What is required ▸
Copy every item below word for word, omitting the pictures.

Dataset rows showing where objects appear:

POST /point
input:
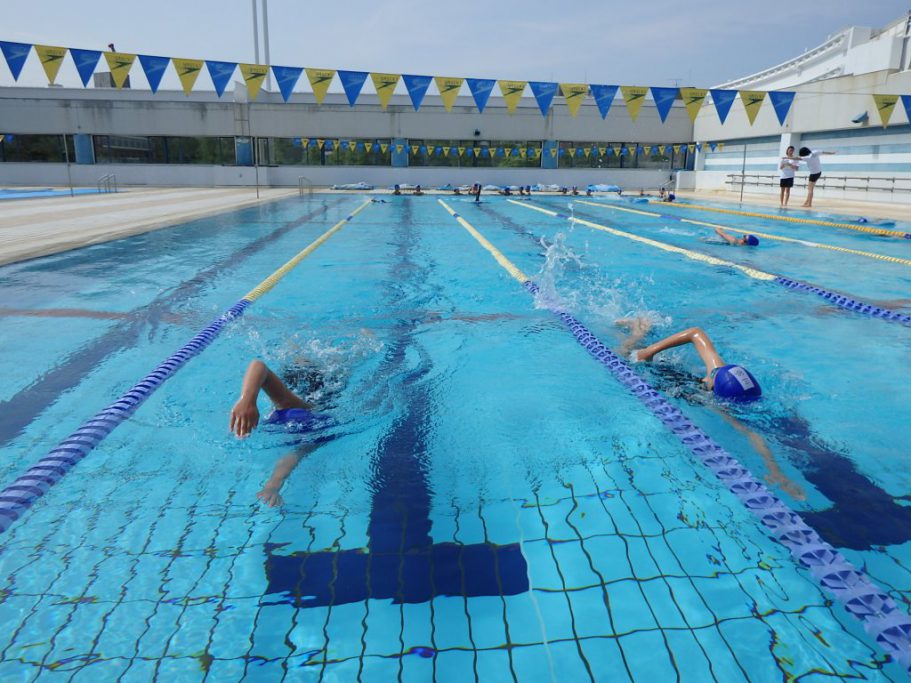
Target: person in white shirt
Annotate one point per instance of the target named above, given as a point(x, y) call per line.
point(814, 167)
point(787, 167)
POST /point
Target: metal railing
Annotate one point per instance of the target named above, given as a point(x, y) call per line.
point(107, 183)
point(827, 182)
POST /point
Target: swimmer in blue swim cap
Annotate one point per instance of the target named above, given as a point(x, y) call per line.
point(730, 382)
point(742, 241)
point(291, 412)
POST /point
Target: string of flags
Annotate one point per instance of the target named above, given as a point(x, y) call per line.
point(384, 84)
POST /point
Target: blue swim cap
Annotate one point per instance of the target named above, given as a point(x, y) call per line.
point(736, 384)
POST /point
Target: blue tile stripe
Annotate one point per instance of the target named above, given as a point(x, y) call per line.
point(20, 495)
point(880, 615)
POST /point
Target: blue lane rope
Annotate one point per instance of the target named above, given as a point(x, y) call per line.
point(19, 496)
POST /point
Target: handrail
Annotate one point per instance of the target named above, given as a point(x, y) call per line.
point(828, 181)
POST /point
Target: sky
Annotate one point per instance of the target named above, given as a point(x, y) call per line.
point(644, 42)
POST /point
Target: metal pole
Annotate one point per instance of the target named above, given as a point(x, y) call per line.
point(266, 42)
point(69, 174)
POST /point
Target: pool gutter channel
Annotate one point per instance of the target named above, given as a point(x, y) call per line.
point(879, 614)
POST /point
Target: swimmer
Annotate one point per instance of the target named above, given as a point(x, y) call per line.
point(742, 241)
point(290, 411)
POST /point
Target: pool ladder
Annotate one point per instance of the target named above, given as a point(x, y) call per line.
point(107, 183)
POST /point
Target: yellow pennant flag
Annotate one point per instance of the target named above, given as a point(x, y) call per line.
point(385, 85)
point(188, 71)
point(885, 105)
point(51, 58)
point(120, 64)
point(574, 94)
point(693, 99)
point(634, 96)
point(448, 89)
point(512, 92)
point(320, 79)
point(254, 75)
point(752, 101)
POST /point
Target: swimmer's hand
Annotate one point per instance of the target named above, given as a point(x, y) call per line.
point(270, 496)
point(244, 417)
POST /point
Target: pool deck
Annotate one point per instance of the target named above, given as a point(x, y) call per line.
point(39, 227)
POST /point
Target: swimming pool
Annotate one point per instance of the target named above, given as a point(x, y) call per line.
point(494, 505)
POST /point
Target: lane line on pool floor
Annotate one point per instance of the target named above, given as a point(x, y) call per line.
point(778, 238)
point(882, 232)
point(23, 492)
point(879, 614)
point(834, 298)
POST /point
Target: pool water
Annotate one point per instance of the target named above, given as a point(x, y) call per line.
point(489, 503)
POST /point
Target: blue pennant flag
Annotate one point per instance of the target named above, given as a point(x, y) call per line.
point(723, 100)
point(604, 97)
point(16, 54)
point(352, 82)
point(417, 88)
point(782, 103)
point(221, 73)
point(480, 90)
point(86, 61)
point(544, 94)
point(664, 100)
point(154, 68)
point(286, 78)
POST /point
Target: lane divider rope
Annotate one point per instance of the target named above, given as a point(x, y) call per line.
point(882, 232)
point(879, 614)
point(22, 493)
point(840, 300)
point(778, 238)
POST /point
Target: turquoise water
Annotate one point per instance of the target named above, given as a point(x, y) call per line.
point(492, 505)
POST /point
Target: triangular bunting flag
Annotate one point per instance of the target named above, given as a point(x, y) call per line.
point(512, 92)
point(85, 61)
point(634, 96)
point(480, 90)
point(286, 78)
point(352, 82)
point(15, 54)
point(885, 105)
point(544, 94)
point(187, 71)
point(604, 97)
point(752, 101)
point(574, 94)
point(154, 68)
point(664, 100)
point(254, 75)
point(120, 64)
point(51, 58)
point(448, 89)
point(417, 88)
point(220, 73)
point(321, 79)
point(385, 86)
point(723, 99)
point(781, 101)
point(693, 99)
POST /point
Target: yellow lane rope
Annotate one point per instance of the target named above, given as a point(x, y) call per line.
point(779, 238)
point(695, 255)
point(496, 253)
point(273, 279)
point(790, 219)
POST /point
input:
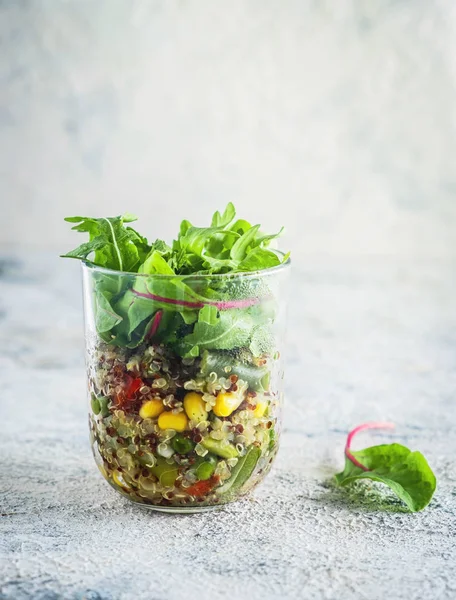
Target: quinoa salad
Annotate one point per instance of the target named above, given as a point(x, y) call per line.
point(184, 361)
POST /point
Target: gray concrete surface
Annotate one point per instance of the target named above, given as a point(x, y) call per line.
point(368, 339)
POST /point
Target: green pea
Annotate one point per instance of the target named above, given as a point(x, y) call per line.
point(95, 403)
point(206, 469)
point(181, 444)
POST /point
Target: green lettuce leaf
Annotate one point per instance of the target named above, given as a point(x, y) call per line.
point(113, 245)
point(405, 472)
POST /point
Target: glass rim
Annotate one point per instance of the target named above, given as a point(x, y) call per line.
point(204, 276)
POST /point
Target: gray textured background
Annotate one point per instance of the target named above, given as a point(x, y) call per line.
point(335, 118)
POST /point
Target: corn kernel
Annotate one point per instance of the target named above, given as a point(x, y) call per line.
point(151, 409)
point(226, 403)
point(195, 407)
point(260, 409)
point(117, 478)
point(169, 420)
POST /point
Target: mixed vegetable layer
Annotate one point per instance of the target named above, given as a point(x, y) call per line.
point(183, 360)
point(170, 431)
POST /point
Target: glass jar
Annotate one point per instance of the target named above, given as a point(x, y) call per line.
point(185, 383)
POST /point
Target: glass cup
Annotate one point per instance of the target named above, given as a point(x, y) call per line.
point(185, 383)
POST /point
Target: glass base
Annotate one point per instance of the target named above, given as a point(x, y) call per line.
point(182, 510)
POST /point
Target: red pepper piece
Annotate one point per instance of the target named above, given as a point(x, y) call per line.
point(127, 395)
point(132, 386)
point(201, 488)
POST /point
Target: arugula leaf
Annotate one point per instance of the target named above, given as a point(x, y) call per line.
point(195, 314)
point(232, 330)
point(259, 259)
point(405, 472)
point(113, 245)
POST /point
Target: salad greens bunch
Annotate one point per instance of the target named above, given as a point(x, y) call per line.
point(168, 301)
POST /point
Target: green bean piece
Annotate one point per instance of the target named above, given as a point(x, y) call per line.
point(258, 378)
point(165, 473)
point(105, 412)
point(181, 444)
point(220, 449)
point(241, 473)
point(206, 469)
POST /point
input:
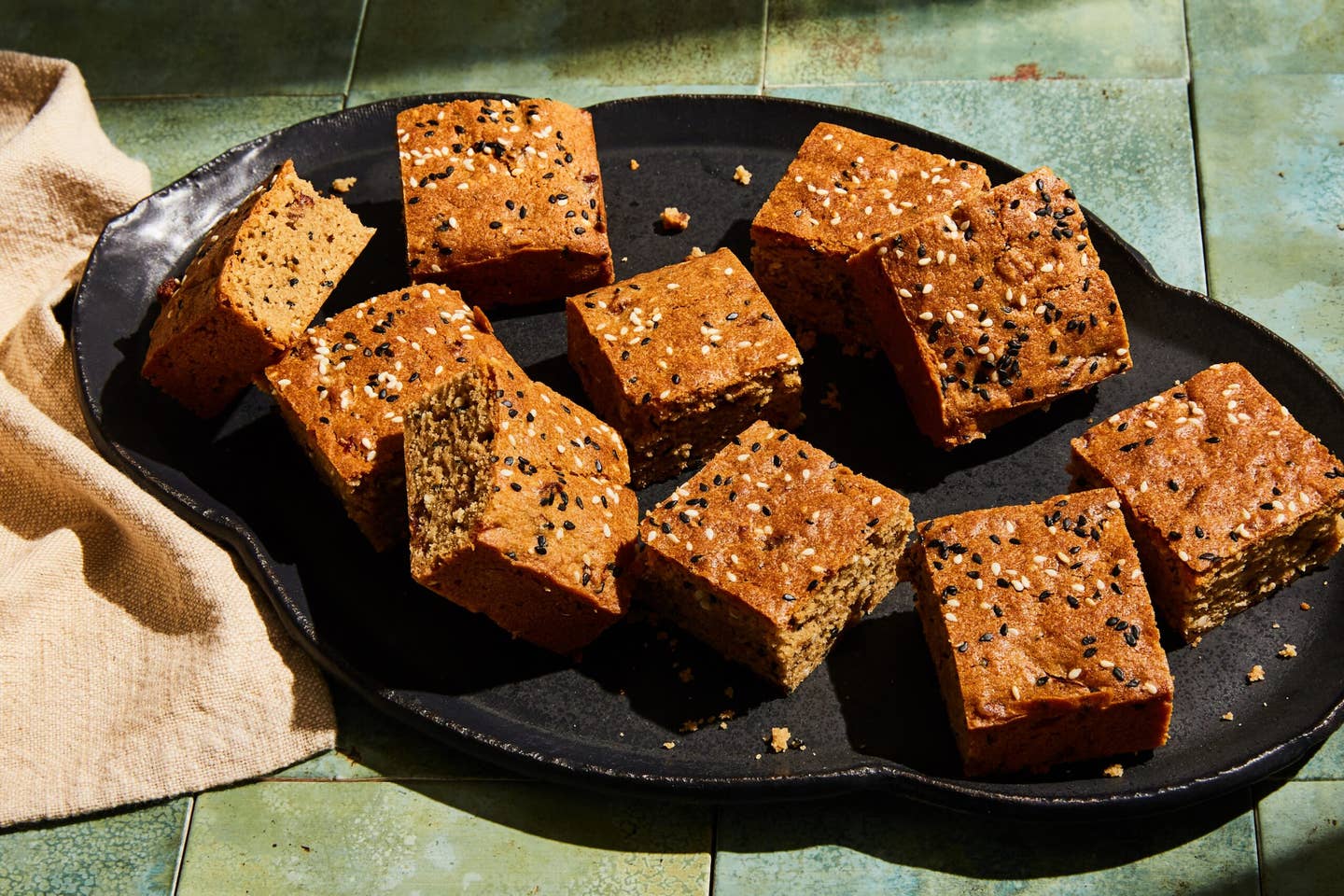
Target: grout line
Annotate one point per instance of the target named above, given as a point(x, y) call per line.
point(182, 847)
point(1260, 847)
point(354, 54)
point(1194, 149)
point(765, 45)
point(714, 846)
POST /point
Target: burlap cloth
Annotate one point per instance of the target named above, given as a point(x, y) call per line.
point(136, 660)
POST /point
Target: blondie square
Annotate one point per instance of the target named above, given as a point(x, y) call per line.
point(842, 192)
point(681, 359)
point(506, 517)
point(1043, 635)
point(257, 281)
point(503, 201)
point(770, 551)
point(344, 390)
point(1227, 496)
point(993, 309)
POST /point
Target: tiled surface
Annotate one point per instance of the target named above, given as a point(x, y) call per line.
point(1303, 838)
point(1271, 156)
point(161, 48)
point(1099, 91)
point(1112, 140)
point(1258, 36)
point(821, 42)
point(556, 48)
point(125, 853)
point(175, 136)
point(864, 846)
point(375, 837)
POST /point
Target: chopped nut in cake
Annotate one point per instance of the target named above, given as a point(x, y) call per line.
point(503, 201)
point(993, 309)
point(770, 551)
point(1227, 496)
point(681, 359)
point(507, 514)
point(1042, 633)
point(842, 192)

Solution ▸
POST /point
input:
Target: person in white shirt
Annotate one point per instance of the target named above, given as a point(x, y) call per line.
point(814, 167)
point(787, 167)
POST /point
Target: metal railing
Annotate one point per instance of the target named above, given as a point(x, y) call per line.
point(107, 183)
point(827, 182)
POST /point
Target: swimmer in blue swim cap
Annotate one point per instance of the target named above, given as a point(x, y) call per line.
point(730, 382)
point(742, 241)
point(291, 412)
POST /point
Target: string of flags
Annotate one point per instance of the target named above, given as a point(x, y) call per line.
point(384, 84)
POST /point
Target: blue swim cap
Annotate one point per instance of the target named above, given as a point(x, y) call per line.
point(736, 384)
POST /point
Target: blue tile stripe
Annotate one point per instance of the target named above, given as a point(x, y) call per line.
point(20, 495)
point(880, 615)
POST /point
Target: blue lane rope
Annotate one point per instance of the target named above, given as a point(x, y) call per line.
point(19, 496)
POST /point
Target: handrail
Annotate one point per instance of the target named above, given as a point(x, y) call per line.
point(828, 181)
POST /point
Target: sky
Annotate one point per instance of the target named above, given as a point(x, y) call per line.
point(644, 42)
POST /point
Target: metal pole
Annotate one point per instance of the target named above, given as a point(x, y) call per line.
point(266, 42)
point(69, 174)
POST /point
Target: pool gutter channel
Annotate one point per instance of the target named above, given as a point(x, y) call per line.
point(879, 614)
POST /point
Target: swimmer
Annotate one point per instance of the target named above, given as a point(x, y) call per line.
point(742, 241)
point(290, 411)
POST /point
Target: pool ladder
Annotate one point per instance of the target named above, given as a point(x, y) call per line.
point(107, 183)
POST /point
Target: yellow pennant flag
Annotate one point per instance of the target named above, given as a point(x, y) call per line.
point(385, 85)
point(188, 71)
point(885, 105)
point(51, 58)
point(120, 64)
point(574, 94)
point(693, 99)
point(634, 96)
point(448, 89)
point(512, 92)
point(320, 79)
point(254, 75)
point(752, 101)
POST /point
Target: swimmer's hand
Annotate one point per instance of the target named above, given as a point(x, y) call per line.
point(270, 496)
point(244, 417)
POST /point
Target: pool deck
Annotate one point per instance of the target named above, given as a point(x, y) call per line.
point(39, 227)
POST /point
Target: swimming pool
Annotate one point per instance of the target named above, given as a point(x, y) call per line.
point(494, 505)
POST /point
Target: lane line on pool floor
Annotate one point per instance of the target named above, given as a point(x, y) call per line.
point(778, 238)
point(882, 232)
point(23, 492)
point(879, 614)
point(834, 298)
POST /point
Target: pool water
Annotate one point per instance of the target named above, given as a point(x, y) call per line.
point(489, 503)
POST /point
Target: blue pennant flag
Annotate one point per instance of the target named above, given as a point(x, y) call per line.
point(723, 100)
point(604, 97)
point(16, 54)
point(352, 82)
point(417, 88)
point(782, 103)
point(221, 73)
point(480, 90)
point(86, 61)
point(544, 94)
point(664, 100)
point(154, 68)
point(286, 78)
POST /point
Target: lane divider rope
Annotate one point per instance of the target named above, given as a point(x, y) call per line.
point(882, 232)
point(879, 614)
point(22, 493)
point(840, 300)
point(778, 238)
POST /point
Target: turquoise water
Annotate one point per instance of the target named above, given as a point(x, y) call per line.
point(492, 505)
POST /point
Target: triangular bunting flag
Annotate one point per instance of the target named above, given as a point(x, y) call per line.
point(512, 92)
point(85, 61)
point(634, 96)
point(480, 90)
point(286, 78)
point(352, 82)
point(15, 54)
point(885, 105)
point(544, 94)
point(187, 71)
point(604, 97)
point(752, 101)
point(574, 94)
point(154, 68)
point(664, 100)
point(254, 75)
point(120, 64)
point(51, 58)
point(448, 89)
point(417, 88)
point(220, 73)
point(321, 79)
point(385, 86)
point(723, 99)
point(781, 101)
point(693, 99)
POST /point
Target: yellow lane rope
Annotate one point per instance of the target named above, given as a point(x, y) call per line.
point(779, 238)
point(695, 255)
point(496, 253)
point(273, 279)
point(790, 219)
POST /point
input:
Target: quinoa salad
Annotate one point per instance of the target named above, given as a point(x, y) call per line.
point(184, 361)
POST /point
Target: gray concrete surface
Annotate one point per instance of the target named above, given as a point(x, y) call per line.
point(368, 339)
POST /point
Target: green pea
Annotate one point per instance of the target named above, given as a point(x, y) call per line.
point(95, 403)
point(206, 469)
point(181, 444)
POST /point
Target: green lettuce leaf
Annotate one point per instance of the target named above, given as a point(x, y) call per line.
point(113, 245)
point(405, 472)
POST /point
Target: glass rim
Annotate one point per instance of the target named above, given as a point(x, y) call per line.
point(204, 276)
POST /point
Target: gray textured background
Annotate one point per instance of the target named above, given as a point(x, y) call per line.
point(335, 118)
POST /point
Target: corn kernel
Annotate one point per instance of the target named above, given as a point(x, y) call per line.
point(151, 409)
point(226, 403)
point(195, 407)
point(260, 409)
point(117, 478)
point(169, 420)
POST /point
Target: mixed vegetable layer
Annotate one point per instance of the target named above, given as a point(x, y) call per line.
point(183, 360)
point(170, 431)
POST /point
Target: glass jar
Annotate one point per instance of the target named above, given as a point(x, y) call per line.
point(185, 383)
POST /point
Target: glass cup
Annotate one point per instance of the target named above, given as a point(x, y) call per line.
point(185, 383)
POST /point
Target: glass base
Annotate one point per instance of the target named above, given as a point(x, y) call per line.
point(182, 510)
POST /point
Target: red pepper piece
Annotate one point per instance of the target named above, given as a point(x, y) call per line.
point(127, 395)
point(132, 386)
point(201, 488)
POST /point
Target: arugula leaf
Annotate one point per instance of the target named above, given as a point(x, y) call per line.
point(195, 314)
point(232, 330)
point(259, 259)
point(405, 472)
point(113, 245)
POST /point
Target: salad greens bunch
Annotate one point per instance of the target named above, given as a point(x, y) call per line.
point(168, 301)
POST /point
Target: green bean piece
Annotate one point per instance of the target named above, given as a point(x, y) call per line.
point(258, 378)
point(165, 473)
point(105, 412)
point(181, 444)
point(220, 449)
point(241, 473)
point(206, 469)
POST /point
input:
Target: grout line
Annotate one point per instance of the target named above, given as a point(x, y) call per line.
point(182, 847)
point(1260, 847)
point(354, 54)
point(1194, 149)
point(765, 45)
point(714, 846)
POST /point
Target: burlap cloth
Annotate one point per instance of the target named above, given as a point(x, y) call per line.
point(136, 660)
POST /point
Target: blondie square
Annotate one point per instance of the target named above, given as a point(x, y) call per line.
point(842, 192)
point(681, 359)
point(506, 517)
point(1043, 635)
point(257, 281)
point(503, 201)
point(770, 551)
point(344, 390)
point(1227, 496)
point(993, 309)
POST /point
Target: tiled surface
Annotate one point per instance of the target named above, given as a point(x, y) call per line.
point(1303, 838)
point(1271, 156)
point(161, 48)
point(1099, 91)
point(1112, 140)
point(1258, 36)
point(821, 42)
point(556, 48)
point(125, 853)
point(175, 136)
point(864, 846)
point(375, 837)
POST /point
Target: chopped nut in cake
Annotate one point per instance of the target named above, given as a point(x, y) call per line.
point(503, 201)
point(993, 309)
point(770, 551)
point(1227, 496)
point(681, 359)
point(507, 514)
point(1042, 633)
point(842, 192)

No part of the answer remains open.